▶ **Exercise**
Each line of the data below that carries the word "grassy" needs to be copied.

───

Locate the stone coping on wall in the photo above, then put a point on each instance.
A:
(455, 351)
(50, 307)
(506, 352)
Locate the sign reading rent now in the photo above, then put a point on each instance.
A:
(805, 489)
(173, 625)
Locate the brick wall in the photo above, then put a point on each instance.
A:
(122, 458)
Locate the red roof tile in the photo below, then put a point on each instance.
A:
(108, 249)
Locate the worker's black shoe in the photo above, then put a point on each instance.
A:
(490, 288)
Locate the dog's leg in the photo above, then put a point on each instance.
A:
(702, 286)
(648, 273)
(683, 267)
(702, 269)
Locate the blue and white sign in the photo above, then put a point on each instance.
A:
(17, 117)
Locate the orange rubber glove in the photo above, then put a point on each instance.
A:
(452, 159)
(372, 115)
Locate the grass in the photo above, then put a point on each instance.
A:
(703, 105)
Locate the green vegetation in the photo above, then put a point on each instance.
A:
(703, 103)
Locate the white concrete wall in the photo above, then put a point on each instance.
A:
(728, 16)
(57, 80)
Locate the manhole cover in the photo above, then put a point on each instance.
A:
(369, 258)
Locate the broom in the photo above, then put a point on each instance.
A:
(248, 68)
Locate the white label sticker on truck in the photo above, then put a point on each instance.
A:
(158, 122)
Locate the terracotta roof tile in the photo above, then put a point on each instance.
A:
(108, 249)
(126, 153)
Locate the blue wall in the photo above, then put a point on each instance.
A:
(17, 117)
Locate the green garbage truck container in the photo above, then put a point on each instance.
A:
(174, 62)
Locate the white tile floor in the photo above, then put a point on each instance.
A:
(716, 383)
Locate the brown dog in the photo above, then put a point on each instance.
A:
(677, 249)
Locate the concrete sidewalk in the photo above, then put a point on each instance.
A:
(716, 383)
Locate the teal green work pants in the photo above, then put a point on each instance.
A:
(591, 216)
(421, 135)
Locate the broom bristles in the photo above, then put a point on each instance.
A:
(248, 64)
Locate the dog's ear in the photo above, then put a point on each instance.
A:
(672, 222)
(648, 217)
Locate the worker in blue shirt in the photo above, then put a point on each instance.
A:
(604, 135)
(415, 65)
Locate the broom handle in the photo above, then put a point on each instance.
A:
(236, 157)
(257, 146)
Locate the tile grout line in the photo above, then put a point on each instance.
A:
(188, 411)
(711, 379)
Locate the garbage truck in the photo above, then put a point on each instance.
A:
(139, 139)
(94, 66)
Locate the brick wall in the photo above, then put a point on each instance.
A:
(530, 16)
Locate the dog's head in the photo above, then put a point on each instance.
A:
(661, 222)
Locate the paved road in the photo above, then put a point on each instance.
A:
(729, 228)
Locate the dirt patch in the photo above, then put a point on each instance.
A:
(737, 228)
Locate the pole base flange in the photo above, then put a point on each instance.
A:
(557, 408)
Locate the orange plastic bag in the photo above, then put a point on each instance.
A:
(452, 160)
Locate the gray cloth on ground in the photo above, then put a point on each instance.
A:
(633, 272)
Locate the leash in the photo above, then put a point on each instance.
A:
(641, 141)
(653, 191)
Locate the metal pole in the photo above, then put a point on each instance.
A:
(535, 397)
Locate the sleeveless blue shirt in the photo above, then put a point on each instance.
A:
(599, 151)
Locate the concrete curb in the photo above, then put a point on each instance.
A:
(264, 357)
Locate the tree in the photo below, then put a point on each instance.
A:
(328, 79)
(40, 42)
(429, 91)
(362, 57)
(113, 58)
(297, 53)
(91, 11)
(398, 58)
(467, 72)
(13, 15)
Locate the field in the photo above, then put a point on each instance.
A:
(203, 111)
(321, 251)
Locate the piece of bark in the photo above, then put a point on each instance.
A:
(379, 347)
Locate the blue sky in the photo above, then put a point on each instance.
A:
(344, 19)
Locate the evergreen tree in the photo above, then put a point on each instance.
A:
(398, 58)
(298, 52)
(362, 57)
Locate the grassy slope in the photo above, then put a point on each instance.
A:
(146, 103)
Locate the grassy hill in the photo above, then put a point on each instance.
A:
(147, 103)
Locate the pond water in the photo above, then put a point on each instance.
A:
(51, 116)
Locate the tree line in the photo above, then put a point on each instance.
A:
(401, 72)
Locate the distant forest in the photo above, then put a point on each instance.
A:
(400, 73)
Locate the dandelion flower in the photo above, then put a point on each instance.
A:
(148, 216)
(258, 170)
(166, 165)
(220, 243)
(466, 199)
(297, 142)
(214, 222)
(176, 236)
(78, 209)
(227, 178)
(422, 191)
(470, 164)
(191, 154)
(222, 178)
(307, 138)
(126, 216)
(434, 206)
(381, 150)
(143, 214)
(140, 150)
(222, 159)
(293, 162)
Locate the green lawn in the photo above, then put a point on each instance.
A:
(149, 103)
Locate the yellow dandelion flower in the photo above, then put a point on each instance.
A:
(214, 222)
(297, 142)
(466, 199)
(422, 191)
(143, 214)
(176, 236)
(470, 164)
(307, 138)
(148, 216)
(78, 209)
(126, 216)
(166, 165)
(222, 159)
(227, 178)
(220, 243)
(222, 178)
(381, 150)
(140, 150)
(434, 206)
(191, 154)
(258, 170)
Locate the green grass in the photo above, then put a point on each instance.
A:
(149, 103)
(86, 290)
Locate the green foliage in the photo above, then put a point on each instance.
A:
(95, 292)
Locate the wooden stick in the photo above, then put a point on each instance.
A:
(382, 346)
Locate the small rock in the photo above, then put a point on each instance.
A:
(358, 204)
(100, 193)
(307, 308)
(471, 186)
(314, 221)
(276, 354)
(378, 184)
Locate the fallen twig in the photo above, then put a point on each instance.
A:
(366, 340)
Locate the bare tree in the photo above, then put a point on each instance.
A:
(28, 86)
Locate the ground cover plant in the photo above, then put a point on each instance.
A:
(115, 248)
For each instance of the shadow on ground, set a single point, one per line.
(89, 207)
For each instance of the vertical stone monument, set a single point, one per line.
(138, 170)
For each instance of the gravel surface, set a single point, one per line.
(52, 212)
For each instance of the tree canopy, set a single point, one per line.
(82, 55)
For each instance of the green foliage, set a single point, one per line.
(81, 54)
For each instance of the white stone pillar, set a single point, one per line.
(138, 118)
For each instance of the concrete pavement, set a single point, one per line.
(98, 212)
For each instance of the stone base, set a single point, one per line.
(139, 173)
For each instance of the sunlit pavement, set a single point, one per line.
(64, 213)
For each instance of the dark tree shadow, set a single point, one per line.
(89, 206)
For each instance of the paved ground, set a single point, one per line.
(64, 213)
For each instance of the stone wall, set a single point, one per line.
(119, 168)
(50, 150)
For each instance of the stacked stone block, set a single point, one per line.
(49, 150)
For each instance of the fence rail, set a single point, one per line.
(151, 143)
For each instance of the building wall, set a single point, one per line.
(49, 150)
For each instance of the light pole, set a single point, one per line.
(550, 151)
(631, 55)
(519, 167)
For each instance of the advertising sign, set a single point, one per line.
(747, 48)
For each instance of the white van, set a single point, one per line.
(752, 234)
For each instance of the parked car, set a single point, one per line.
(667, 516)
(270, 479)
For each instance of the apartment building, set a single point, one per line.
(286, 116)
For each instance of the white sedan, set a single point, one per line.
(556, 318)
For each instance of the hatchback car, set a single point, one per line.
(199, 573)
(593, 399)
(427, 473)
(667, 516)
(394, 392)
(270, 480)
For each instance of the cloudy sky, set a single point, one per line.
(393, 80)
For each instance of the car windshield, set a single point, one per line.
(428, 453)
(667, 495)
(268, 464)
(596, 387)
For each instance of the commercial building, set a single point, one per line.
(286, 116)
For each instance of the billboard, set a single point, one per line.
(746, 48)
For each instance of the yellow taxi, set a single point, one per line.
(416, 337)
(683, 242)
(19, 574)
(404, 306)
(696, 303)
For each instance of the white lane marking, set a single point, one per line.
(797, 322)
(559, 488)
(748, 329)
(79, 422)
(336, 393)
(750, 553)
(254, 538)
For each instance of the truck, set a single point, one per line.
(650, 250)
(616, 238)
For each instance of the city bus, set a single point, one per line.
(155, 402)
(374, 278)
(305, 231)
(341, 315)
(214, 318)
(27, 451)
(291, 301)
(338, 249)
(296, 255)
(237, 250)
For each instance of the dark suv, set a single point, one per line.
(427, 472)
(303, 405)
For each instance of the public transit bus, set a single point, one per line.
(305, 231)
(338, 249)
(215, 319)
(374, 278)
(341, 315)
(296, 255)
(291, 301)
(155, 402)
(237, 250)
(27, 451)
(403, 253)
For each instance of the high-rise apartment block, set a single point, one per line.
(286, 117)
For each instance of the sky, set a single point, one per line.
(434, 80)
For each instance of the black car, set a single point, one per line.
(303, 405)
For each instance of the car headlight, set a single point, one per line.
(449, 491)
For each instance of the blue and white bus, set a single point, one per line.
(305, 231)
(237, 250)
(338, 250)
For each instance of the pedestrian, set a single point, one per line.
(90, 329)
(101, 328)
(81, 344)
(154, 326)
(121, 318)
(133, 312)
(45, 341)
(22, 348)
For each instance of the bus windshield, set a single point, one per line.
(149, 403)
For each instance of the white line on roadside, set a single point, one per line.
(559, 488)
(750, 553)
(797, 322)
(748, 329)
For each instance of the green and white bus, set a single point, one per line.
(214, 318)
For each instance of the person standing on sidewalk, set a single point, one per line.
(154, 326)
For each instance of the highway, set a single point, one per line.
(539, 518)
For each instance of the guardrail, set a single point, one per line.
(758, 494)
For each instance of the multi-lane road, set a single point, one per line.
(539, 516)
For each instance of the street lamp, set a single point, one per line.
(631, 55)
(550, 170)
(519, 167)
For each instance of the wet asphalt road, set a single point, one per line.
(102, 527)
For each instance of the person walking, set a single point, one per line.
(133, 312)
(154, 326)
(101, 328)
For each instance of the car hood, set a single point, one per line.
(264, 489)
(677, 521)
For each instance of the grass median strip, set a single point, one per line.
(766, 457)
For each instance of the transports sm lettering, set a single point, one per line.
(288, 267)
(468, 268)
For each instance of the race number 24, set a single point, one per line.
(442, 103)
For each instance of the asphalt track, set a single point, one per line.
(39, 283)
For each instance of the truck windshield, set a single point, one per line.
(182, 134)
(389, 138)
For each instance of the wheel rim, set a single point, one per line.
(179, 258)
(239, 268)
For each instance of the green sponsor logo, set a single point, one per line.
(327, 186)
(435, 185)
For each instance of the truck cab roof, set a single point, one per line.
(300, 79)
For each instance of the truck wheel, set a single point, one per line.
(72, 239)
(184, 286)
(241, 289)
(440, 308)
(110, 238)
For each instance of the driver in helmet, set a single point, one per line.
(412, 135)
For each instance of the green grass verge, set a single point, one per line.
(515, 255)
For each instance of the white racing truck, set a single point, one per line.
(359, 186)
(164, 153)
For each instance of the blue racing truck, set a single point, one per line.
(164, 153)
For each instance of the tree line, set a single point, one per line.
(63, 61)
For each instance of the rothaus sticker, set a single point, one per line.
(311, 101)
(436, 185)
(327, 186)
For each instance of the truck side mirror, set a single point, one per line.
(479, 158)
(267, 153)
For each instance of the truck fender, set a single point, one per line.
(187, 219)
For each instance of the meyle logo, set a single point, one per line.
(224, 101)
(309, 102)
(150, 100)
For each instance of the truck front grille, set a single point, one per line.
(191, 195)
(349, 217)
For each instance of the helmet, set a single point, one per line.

───

▶ **Task output**
Locate the grassy slope in the photo above, then put a point on each instance.
Locate the grassy hill in the photo above, then put a point on each instance.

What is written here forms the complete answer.